* **Exercise**:
Repeat the listing in full, preserving every character.

* **Task inputs**:
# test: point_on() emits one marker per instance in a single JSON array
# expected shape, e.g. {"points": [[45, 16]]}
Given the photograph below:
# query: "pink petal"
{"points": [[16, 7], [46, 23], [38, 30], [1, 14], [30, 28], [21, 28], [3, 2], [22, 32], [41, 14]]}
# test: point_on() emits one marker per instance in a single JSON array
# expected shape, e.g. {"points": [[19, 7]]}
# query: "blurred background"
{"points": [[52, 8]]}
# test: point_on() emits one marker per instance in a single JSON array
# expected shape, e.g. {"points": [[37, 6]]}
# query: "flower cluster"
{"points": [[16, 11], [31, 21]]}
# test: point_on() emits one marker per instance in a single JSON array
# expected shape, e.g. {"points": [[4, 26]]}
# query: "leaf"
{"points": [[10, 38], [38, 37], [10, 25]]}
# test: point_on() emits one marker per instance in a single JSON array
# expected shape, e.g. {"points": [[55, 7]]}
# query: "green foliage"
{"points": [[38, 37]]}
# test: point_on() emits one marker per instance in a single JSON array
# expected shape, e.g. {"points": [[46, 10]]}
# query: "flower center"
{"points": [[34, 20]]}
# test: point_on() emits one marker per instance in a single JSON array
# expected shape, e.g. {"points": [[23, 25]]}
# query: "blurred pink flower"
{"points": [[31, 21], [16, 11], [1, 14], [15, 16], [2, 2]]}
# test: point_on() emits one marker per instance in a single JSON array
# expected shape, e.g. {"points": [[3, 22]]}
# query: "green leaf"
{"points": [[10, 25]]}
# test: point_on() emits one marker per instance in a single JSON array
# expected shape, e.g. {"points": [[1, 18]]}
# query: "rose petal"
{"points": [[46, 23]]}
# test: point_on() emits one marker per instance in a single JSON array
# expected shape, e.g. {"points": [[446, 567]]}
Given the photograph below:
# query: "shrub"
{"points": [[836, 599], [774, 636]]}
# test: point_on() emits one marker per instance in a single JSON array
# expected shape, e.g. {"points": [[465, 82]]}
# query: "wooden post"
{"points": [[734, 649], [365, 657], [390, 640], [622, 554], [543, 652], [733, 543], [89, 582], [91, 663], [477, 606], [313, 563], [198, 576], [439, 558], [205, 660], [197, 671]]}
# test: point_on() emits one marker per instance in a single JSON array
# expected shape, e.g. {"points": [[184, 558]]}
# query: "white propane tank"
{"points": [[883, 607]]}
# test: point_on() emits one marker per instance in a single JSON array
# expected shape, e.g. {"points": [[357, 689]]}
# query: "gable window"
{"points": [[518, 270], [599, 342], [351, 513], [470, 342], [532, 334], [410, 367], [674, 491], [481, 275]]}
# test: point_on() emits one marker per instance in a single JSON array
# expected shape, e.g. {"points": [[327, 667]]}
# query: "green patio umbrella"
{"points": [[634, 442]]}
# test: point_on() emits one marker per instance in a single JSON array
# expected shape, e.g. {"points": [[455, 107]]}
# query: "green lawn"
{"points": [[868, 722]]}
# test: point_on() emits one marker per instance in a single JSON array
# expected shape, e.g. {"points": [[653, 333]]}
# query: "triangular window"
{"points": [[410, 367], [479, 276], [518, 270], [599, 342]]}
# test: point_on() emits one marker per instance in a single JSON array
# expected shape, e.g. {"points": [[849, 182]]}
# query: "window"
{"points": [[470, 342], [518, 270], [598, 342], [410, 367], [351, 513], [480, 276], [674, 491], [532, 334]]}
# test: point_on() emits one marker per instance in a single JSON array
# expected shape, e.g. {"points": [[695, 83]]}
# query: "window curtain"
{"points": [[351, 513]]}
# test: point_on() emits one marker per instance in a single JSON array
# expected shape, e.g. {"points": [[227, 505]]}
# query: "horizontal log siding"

* **Output for this task**:
# test: point_on() emits one marker per instance in a single JSON array
# expected shape, e.g. {"points": [[45, 16]]}
Given the photograph below:
# query: "pink petal"
{"points": [[16, 7], [46, 23], [38, 30], [1, 14], [30, 28], [21, 28], [3, 2], [22, 32], [41, 14]]}
# test: point_on() emits one marker per instance in a single JSON array
# expected shape, e.g. {"points": [[19, 7]]}
# query: "blurred background"
{"points": [[52, 8]]}
# test: point_on() emits one marker per instance in a single JSON array
# expected shape, e.g. {"points": [[37, 6]]}
# query: "flower cluster"
{"points": [[16, 11], [31, 21]]}
# test: point_on() emits one marker per instance in a single JSON array
# expected shape, e.g. {"points": [[4, 26]]}
# query: "leaf"
{"points": [[10, 38], [38, 37], [10, 25]]}
# test: point_on() emits one marker per instance in a single JSON array
# expected shape, e.g. {"points": [[55, 7]]}
# query: "green foliage"
{"points": [[38, 37]]}
# test: point_on() emits one marker per instance in a single JSON array
# expected shape, e.g. {"points": [[46, 10]]}
# query: "flower center"
{"points": [[34, 20]]}
# test: point_on() emits one marker per instance in a single JSON array
# expected shape, e.g. {"points": [[23, 25]]}
# query: "blurred pink flower"
{"points": [[31, 21], [16, 11], [1, 14], [15, 16], [2, 2]]}
# test: point_on() emits one marker per instance in a single JSON array
# expected shape, e.g. {"points": [[3, 22]]}
# query: "green leaf"
{"points": [[10, 25]]}
# test: point_on() emits one marker per instance in a single JSON array
# expected shape, e.g. {"points": [[1, 18]]}
# query: "rose petal"
{"points": [[46, 23]]}
# test: point_on() emits one marker per instance in a single JSON array
# expected shape, e.g. {"points": [[446, 567]]}
Given the photograph below:
# query: "shrub"
{"points": [[836, 599], [774, 636]]}
# test: point_on() emits one marker per instance in a single JSON array
# expected shape, e.g. {"points": [[465, 82]]}
# query: "wooden post"
{"points": [[734, 649], [365, 657], [390, 640], [622, 554], [543, 652], [733, 543], [89, 582], [91, 663], [477, 606], [313, 563], [198, 576], [439, 558], [205, 660], [197, 671]]}
# test: point_on() emits one marker per instance in a single JSON array
# expected shape, e.g. {"points": [[184, 558]]}
# query: "white propane tank"
{"points": [[883, 607]]}
# test: point_on() emits one marker per instance in a single JSON array
# expected shape, e.g. {"points": [[357, 689]]}
# query: "gable window"
{"points": [[518, 270], [599, 342], [351, 513], [470, 342], [532, 334], [410, 367], [674, 491], [481, 275]]}
# test: point_on() emits one marker per instance in a single JSON array
# expected shape, e.g. {"points": [[327, 667]]}
# query: "green patio umbrella"
{"points": [[634, 442]]}
# test: point_on() emits one marker per instance in a single JSON array
# expected shape, e.g. {"points": [[455, 107]]}
# query: "green lawn"
{"points": [[868, 722]]}
# test: point_on() emits one marker per instance in a single JSON array
# expected shape, e.g. {"points": [[653, 333]]}
# query: "triangular window"
{"points": [[410, 367], [479, 276], [518, 270], [599, 342]]}
# test: point_on() emits one marker per instance in a single JSON array
# expected shape, e.g. {"points": [[849, 182]]}
# query: "window"
{"points": [[470, 342], [518, 270], [598, 342], [410, 367], [351, 513], [480, 276], [674, 491], [532, 334]]}
# test: point_on() emits one marker per instance in a single JSON array
# expected shape, e.g. {"points": [[695, 83]]}
# query: "window curtain"
{"points": [[351, 513]]}
# test: point_on() emits one marker per instance in a single JSON array
# expected shape, e.g. {"points": [[227, 505]]}
# query: "horizontal log siding"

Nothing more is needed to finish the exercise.